>> Begin Text segment

Town in Cork city, Ireland

Glanmire is a suburban town within the administrative area of Cork city, in the civil parish of Rathcooney, County Cork, Ireland.

The greater Glanmire area encompasses the communities of Riverstown (Baile Roisín), Brooklodge (Cill Ruadháin) and Sallybrook (Sruthán na Saileach).

== History ==
Glanmire's history dates to Early Christian Ireland, with the nearby church site at Rathcooney in use since 1291. The stone bridge located in Riverstown dates to c.1760. At the parish church located on a hill above the village, Sarah Curran, lover of the hanged Robert Emmet, married Captain Henry Sturgeon in 1805.

In the 1800s, Glanmire was a small yet industrialised village with woolen factories and mills lining the banks of the river Glashaboy.

The town expanded substantially in the late 20th century. Originally administered by Cork County Council, in 2019 Glanmire, as part of the boundary expansion of the city, was brought within the administrative area of Cork City Council.

== Education ==
There are six primary schools serving the Glanmire area. These include Scoil na nÓg (An Irish Language, boarding and day boarding Primary School, founded in 1958), Scoil Naomh Micheál (Saint Michael's - Upper Glanmire), Scoil Naomh Iosaf (Saint Joseph's - Riverstown), Scoil Chill Ruadháin (Brooklodge Primary School), New Inn and Gaelscoil Uí Drisceoil which opened in 2006.

>> End Text segment

■ Stated task A ■
Answer these questions using the Glanmire text:
(i) In what year was Glanmire brought within the administrative area of Cork City Council?
(ii) Along the banks of which river did woolen factories and mills stand in the 1800s?
(iii) In what year did Gaelscoil Uí Drisceoil open?
The Glanmire text and the listing that comes after it have no connection to each other.

>> Begin Raw records

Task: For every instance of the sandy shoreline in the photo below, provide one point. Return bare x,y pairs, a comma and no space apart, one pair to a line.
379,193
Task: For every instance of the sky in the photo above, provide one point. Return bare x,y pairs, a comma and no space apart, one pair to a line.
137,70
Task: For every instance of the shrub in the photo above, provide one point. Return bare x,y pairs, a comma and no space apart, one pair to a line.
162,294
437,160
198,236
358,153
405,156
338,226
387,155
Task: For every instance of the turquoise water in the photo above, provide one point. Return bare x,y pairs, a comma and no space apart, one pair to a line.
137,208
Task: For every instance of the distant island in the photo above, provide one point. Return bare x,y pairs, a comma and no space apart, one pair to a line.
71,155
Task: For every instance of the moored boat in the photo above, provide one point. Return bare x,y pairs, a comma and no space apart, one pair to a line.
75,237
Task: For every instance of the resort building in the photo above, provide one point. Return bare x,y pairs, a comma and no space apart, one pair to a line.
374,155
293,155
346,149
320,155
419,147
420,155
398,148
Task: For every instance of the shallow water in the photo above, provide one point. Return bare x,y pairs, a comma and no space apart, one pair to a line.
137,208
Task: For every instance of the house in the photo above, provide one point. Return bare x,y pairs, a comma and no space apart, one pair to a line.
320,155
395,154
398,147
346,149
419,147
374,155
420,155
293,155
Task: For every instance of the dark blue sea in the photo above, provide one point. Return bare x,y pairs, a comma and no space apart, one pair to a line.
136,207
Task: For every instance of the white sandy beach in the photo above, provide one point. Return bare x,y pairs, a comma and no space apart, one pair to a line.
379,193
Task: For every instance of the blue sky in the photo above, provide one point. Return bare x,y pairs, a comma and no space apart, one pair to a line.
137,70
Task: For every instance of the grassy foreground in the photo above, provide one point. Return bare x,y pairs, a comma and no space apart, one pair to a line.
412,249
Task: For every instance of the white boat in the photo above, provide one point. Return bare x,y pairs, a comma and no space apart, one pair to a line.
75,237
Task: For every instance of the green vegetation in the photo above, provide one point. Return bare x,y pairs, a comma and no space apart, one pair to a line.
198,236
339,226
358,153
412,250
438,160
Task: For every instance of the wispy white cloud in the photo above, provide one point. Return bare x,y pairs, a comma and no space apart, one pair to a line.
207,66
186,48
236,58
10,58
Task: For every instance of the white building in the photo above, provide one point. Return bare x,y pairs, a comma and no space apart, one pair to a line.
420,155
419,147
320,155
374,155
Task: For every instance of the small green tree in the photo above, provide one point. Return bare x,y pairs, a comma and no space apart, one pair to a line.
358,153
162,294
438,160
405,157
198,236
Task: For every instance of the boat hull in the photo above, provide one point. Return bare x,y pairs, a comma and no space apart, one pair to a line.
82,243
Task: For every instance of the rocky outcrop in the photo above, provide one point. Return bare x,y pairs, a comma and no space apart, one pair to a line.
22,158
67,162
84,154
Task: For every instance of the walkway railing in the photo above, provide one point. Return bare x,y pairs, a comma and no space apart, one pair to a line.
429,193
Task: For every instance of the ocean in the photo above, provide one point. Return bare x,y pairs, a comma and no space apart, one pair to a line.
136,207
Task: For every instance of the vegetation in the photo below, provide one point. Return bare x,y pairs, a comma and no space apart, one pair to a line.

>> End Raw records

■ Stated task B ■
Report every line of the listing that contains the string "boat". Case counts.

■ Task response A ■
(i) 2019
(ii) The Glashaboy
(iii) 2006

■ Task response B ■
Task: For every instance of the moored boat in the photo above, provide one point. Return bare x,y pairs, a comma and no space apart, one pair to a line.
Task: For every instance of the white boat in the photo above, provide one point. Return bare x,y pairs, a comma and no space apart, one pair to a line.
Task: For every instance of the boat hull in the photo above, provide one point. Return bare x,y pairs, a comma and no space apart, one pair to a line.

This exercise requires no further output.